Consequently by the omen’s (Circus) eastward flight (right part of the horizon) was announced a) the Odysseus’s arrival and b) the saving of Laertiades Home. Indeed, Odysseus was already there in the Palace, in agreement with the Homeric text but nobody knows that, except Telemachus. Let us examine, further, two more cases in which bird omens appear in Odyssey and study and compare their internal details.
a) When Telemachus departures from Sparta in the noon as he goes away from Menelaus’ Palace an eagle holding in its talons a goose appears, in an eastward flight (δεξιά) with respect the observers. The wild bird’s appearance was explained by Helen who was only one of the observers, to Telemachus, as a good omen; and her interpretation is that Odysseus came back and was preparing the suitors’ killing (Od.15, 160-179). From the above mentioned passage we present to the reader relevant parts in connection with the omen’s characteristics:
‘ὣς ἄρα οἱ εἰπόντι ἐπέπτατο δεξιὸς
ὄρνις, αἰετὸς ἀργὴν χῆνα φέρων
ὀνύχεσσι πέλωρον, ἥμερον ἐξ αὐλῆς…
“even as he spoke a bird flew by on the right,
an eagle, bearing in his talons a great white
goose, a tame fowl from the yard…..”
Moreover, the above described event is completed with Penelope’s dream presented in Od.19, 535-558 in which odysseus corresponds to the coming eagle and the geese as the suitors which are going to be killed by the first.
b) The morning of the suitors’ killing a westward flight of an eagle clutching a timid dove is described in Od.20, 240-246. In this scene, Homer presents several witnesses in day light, the suitors, to observe a westward flight (αριστερά) of an eagle having squeezed a timid dove as it flies. It was explained as a bad omen by the suitors and they gave up their plans for the Telemachus killing:
αὐτὰρ ὁ τοῖσιν ἀριστερὸς ἤλυθεν ὄρνις,
αἰετὸς ὑψιπέτης, ἔχε δὲ τρήρωνα
πέλειαν. τοῖσιν δ᾽ Ἀμφίνομος ἀγορήσατο
καὶ μετέειπεν: ὦ φίλοι, οὐχ ἡμῖν
συνθεύσεται ἥδε γε βουλή, Τηλεμάχοιο
however there came to them a bird on their
left. An eagle of lofty flight, clutching a timid
dove. then Amphinomus spoke in their
assembly and said:‘friends, this plan of ours
will not turn to our killing. the slaying of
telemachus: instead, let us turn attention to
Homer presents three different scenes of a predatory bird associated with its victim. In two, of them, the victim is held firmly. In the first (Od.15, 160-179) the talons are mentioned. In the second (Od.20, 240-246) the talons are implied. In the third (Od.15, 525-528) however, the predatory bird holds in his feet the victim.

________________

PROMPT 1
Select each line of the listing that contains the string "wing", matching case exactly.

________________

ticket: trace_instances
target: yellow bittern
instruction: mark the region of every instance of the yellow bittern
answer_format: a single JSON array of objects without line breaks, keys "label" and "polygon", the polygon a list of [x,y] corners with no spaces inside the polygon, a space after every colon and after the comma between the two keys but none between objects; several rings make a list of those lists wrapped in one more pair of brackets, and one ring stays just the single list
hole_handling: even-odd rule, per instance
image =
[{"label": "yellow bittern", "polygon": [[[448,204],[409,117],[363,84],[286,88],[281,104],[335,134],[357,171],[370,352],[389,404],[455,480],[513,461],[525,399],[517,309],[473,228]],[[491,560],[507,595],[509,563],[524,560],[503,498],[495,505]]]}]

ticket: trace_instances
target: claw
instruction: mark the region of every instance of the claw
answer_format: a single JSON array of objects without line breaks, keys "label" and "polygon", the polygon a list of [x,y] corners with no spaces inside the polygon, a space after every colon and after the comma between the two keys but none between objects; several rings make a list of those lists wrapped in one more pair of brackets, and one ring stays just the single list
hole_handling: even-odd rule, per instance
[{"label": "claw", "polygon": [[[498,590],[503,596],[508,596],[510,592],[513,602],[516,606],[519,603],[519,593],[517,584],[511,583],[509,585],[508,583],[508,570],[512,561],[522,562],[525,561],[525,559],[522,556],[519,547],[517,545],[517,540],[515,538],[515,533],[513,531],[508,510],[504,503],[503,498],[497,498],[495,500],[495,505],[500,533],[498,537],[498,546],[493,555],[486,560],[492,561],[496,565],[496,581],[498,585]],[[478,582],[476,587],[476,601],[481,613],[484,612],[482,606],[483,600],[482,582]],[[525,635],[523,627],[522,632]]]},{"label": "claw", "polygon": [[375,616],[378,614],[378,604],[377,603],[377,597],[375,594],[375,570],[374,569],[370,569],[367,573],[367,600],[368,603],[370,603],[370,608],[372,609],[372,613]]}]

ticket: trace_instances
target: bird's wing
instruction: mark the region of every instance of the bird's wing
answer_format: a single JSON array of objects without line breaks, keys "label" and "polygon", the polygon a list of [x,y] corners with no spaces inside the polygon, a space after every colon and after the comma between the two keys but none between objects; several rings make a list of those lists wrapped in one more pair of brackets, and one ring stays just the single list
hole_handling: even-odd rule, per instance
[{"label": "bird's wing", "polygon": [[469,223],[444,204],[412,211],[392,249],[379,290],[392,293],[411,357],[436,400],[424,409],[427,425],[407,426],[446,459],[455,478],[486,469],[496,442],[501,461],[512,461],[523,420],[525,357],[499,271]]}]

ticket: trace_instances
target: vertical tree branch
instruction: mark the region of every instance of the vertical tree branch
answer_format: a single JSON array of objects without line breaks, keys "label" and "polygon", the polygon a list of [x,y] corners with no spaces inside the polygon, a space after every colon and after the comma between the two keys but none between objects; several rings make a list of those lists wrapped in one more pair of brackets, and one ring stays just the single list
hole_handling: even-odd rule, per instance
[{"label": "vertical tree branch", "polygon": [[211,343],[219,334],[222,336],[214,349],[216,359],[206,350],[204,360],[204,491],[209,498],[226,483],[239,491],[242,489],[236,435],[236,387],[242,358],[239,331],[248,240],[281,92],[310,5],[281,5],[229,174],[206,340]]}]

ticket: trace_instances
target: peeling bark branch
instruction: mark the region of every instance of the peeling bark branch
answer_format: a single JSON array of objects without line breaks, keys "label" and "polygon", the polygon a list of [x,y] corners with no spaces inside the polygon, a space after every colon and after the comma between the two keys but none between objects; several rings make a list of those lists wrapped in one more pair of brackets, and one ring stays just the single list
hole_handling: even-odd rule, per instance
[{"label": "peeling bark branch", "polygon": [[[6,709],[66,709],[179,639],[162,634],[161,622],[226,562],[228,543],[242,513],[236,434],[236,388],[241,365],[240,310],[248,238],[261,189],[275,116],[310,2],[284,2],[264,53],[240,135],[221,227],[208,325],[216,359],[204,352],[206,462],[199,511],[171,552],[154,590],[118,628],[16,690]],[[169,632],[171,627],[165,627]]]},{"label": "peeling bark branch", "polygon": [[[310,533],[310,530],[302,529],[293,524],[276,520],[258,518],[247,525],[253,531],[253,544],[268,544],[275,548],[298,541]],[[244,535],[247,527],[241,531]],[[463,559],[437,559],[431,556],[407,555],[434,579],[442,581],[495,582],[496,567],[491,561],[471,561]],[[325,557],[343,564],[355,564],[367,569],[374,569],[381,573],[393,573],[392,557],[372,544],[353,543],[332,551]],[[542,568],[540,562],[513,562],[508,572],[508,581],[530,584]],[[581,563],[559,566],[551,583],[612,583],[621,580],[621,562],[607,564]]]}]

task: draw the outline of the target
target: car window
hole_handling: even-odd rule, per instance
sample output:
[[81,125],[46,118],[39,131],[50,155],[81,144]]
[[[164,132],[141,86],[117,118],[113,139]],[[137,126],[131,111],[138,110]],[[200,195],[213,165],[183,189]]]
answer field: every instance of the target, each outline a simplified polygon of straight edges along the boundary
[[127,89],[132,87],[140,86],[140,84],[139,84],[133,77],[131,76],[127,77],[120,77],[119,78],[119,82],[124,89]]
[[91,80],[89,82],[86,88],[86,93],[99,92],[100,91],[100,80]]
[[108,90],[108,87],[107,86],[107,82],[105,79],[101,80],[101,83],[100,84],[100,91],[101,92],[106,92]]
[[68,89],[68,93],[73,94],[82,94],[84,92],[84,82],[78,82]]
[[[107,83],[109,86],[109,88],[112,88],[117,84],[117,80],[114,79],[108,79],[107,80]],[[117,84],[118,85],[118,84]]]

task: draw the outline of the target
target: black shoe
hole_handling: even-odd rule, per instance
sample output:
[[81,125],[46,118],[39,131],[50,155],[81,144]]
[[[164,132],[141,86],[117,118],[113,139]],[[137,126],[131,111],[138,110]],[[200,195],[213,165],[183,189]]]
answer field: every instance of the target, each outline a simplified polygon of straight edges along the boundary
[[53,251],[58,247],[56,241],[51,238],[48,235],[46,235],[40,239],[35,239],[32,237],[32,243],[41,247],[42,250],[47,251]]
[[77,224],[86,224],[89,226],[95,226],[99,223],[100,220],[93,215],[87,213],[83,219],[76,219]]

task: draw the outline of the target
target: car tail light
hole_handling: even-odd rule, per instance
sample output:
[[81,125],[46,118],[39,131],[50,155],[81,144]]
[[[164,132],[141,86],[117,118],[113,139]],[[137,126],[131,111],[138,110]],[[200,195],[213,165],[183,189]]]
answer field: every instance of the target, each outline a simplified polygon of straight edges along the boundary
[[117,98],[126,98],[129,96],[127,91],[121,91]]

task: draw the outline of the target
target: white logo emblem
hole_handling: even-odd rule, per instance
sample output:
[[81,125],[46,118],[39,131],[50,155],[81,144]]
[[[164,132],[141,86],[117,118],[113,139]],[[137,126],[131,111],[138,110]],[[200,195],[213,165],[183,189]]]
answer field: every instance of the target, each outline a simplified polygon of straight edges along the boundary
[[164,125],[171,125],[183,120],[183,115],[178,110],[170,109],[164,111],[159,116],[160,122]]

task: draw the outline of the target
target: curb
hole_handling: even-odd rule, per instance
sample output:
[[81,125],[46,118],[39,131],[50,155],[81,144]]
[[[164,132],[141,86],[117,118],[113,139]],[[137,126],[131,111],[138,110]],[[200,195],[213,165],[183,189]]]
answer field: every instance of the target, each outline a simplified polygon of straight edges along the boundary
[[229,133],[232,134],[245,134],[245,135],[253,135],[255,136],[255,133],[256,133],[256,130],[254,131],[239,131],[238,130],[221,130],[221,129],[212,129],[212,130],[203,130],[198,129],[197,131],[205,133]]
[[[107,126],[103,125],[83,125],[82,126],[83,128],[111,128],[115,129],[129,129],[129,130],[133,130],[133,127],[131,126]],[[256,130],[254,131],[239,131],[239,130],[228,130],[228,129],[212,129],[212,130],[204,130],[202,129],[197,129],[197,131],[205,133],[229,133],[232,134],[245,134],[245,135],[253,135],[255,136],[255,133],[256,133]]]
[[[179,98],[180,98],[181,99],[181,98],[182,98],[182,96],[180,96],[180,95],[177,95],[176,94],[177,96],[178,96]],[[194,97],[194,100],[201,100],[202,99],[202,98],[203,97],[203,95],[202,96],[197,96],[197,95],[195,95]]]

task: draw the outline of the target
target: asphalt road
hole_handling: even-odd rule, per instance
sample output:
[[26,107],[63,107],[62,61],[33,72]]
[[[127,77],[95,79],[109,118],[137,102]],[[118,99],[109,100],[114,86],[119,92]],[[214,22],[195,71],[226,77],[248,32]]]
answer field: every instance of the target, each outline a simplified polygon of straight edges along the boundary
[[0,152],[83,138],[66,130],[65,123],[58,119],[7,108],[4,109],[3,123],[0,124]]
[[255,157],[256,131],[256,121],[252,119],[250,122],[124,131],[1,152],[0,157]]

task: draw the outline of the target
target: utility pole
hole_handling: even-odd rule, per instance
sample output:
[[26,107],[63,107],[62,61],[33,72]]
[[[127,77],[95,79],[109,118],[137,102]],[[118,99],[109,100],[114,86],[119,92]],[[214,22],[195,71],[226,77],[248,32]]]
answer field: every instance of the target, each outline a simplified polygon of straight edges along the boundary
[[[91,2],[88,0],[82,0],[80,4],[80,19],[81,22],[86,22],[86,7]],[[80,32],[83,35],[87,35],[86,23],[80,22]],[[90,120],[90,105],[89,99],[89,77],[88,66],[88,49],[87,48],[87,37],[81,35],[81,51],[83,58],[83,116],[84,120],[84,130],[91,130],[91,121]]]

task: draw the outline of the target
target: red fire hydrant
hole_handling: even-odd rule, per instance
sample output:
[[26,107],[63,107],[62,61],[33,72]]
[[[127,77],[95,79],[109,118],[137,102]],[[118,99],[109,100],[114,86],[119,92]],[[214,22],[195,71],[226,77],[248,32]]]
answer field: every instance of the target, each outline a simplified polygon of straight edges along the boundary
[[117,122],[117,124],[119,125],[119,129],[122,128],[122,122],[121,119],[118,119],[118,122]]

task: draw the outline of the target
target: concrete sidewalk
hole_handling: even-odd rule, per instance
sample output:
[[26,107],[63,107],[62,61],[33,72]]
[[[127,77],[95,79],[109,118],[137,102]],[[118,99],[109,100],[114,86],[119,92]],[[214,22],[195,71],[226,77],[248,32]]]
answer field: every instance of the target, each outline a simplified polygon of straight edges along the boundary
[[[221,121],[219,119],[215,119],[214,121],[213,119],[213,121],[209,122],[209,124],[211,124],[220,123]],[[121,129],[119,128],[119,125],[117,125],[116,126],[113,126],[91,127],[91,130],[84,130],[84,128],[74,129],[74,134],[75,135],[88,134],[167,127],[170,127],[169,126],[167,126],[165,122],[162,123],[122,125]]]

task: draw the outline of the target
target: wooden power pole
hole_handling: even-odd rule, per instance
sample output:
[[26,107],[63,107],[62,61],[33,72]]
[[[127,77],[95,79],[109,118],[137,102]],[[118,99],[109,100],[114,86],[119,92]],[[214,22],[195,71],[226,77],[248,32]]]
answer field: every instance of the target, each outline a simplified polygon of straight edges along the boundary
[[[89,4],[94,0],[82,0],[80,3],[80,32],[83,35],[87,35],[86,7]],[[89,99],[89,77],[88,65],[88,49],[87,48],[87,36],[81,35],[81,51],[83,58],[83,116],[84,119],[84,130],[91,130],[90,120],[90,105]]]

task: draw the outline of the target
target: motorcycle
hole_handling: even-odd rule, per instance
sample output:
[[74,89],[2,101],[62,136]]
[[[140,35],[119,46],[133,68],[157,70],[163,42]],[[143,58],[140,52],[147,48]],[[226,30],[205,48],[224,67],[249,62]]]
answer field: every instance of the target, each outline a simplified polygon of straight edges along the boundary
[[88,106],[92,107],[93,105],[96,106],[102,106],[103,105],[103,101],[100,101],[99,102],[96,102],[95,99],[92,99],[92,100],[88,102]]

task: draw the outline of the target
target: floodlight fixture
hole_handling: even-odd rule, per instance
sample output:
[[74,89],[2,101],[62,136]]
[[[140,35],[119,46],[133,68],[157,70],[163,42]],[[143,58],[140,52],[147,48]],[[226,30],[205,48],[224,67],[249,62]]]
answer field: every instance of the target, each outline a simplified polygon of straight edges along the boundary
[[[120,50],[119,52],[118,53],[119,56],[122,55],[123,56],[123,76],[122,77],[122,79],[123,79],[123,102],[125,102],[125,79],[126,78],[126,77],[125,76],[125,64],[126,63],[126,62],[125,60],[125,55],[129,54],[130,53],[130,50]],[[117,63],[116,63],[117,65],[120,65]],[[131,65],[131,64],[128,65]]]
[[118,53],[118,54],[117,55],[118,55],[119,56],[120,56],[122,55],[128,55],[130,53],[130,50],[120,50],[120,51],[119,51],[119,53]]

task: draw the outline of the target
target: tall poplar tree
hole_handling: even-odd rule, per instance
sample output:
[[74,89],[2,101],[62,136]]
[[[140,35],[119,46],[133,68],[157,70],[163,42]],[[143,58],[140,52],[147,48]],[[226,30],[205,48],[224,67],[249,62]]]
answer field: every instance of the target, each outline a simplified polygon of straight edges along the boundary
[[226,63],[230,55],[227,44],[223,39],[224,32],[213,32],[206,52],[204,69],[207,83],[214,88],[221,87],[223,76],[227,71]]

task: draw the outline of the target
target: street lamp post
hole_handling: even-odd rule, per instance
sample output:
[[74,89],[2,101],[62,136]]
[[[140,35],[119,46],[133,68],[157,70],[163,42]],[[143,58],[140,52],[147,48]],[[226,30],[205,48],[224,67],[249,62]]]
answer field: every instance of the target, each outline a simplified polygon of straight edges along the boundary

________________

PROMPT 2
From the text on bird omens in the Odyssey, turn the paragraph beginning "Homer presents three different scenes" into a brief list that keeps its main facts.

FULL RESPONSE 1
target: bird's wing
instruction: mark the region of every instance of the bird's wing
[{"label": "bird's wing", "polygon": [[469,223],[444,204],[412,211],[392,249],[379,290],[392,293],[411,357],[436,400],[424,409],[427,425],[407,426],[446,459],[455,478],[486,469],[496,442],[501,461],[512,461],[523,420],[525,357],[499,271]]}]

FULL RESPONSE 2
Homer presents three scenes of a predatory bird with its victim:
- Od.15, 160-179: the victim is held firmly, and the talons are mentioned.
- Od.20, 240-246: the victim is held firmly, and the talons are implied.
- Od.15, 525-528: the bird holds the victim in its feet.